▶ **EXERCISE SET**
(1) Can you give back everything in the commentary on the locked-in election date from "It only took" down to "Liberal party dispute.", with "ballot box" replaced by "polling booth"?
(2) Can you turn everything in the listing from the line containing "of the blue" down to the line containing "[[130, 49]]" into a Markdown table with the columns No. and Line, numbering each row and leaving out blank lines?

▶ **PAGE EXTRACT**
——
Locked in

Monday, 9 May 2016 

David Rowe, AFR

David Rowe, AFR

It is not right for Australians to be forced into a guessing game, and it’s not right for Australians to not face this year with certainty and stability. So in the interests of certainty, in the interest of transparency, in the interest of good governance, I have made the date clear today.

J Gillard, January 2013

Turnbull’s bold play came as the latest Newspoll showed his authority sliding, and his government wearing the costs of a perceived drift. Turnbull’s frustration at these perceptions has been as evident as it has been pointless. Having so many unknowns in play at once has done the new PM no favours.

This special sitting / early budget / early double-D election announcement will change all of that smartly.

Mark Kenny, 21 March

Poor polling is making the decision to defer the election until July look increasingly questionable.

Mark Kenny, one month later

This is the second election in a row that the date has been locked in well in advance. The key advantage of choosing an election date, so helpful to a Prime Minister’s authority, has been thrown away by Prime Ministers who desperately needed all the help they can get, because other concerns prevailed – namely the need to lock in a party behind them that was in danger of drifting and fragmenting beneath them.

It only took a few months before the Turnbull leadership was starting to lose momentum and making one of Australia’s most inept senior politicians seem influential again.

So calling back Parliament and fixing the election date was meant to bolster the Turnbull leadership by bringing the government together and focus its attention, rather than endorsing any program as such. It is why the length of campaign is inverse proportion to its interest, and why we are left with the impression that voters are being asked to trudge to the ballot box on 2 July to resolve an internal Liberal party dispute.

As has been nicely pointed out, the first day of the campaign was an anti-climax because in reality it is just another day in an ongoing campaign. Even Turnbull’s motivation for dumping Tony Abbott, a problem with the message and communication, was more the excuses given for dumping a campaign manager than a Prime Minister. The public may have been under the impression that Turnbull coming to the leadership would mean a change in agenda, but as with his last stint, he’s found it difficult and down his personal polling goes – proving, despite what Keating thinks, a soufflé can not only rise twice but fall twice as well.
——
[Point labeling examples]
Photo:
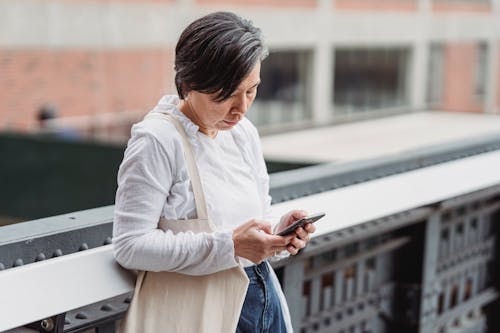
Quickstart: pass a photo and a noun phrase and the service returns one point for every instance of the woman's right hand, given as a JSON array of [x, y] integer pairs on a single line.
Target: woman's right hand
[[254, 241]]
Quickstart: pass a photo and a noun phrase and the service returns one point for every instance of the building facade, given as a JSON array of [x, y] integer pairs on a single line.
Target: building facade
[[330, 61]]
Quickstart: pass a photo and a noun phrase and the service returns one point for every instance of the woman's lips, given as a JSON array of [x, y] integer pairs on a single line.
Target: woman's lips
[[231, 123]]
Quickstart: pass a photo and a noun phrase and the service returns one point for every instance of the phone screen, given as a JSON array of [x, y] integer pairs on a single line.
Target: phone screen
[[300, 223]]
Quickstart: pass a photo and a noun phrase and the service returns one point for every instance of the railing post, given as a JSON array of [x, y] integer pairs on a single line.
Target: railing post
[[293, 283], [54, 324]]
——
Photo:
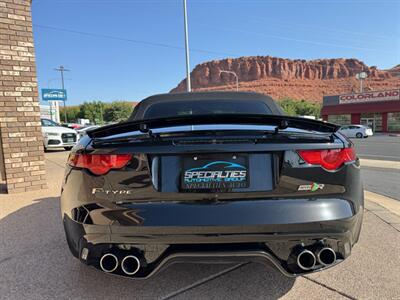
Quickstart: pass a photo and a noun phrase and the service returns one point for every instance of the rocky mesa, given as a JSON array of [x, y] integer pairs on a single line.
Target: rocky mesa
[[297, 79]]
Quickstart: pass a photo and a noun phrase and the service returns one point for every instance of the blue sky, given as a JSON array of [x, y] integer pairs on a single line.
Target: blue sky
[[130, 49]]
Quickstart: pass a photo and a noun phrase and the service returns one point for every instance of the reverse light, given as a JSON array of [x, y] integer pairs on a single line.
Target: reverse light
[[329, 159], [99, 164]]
——
▶ **ANSWERS FOR THE EXERCISE**
(1)
It only took a few months before the Turnbull leadership was starting to lose momentum and making one of Australia’s most inept senior politicians seem influential again.

So calling back Parliament and fixing the election date was meant to bolster the Turnbull leadership by bringing the government together and focus its attention, rather than endorsing any program as such. It is why the length of campaign is inverse proportion to its interest, and why we are left with the impression that voters are being asked to trudge to the polling booth on 2 July to resolve an internal Liberal party dispute.

(2)
| No. | Line |
|---|---|
| 1 | Quickstart: pass a photo and a noun phrase and the service returns one point for every instance of the blue sky, given as a JSON array of [x, y] integer pairs on a single line. |
| 2 | Target: blue sky |
| 3 | [[130, 49]] |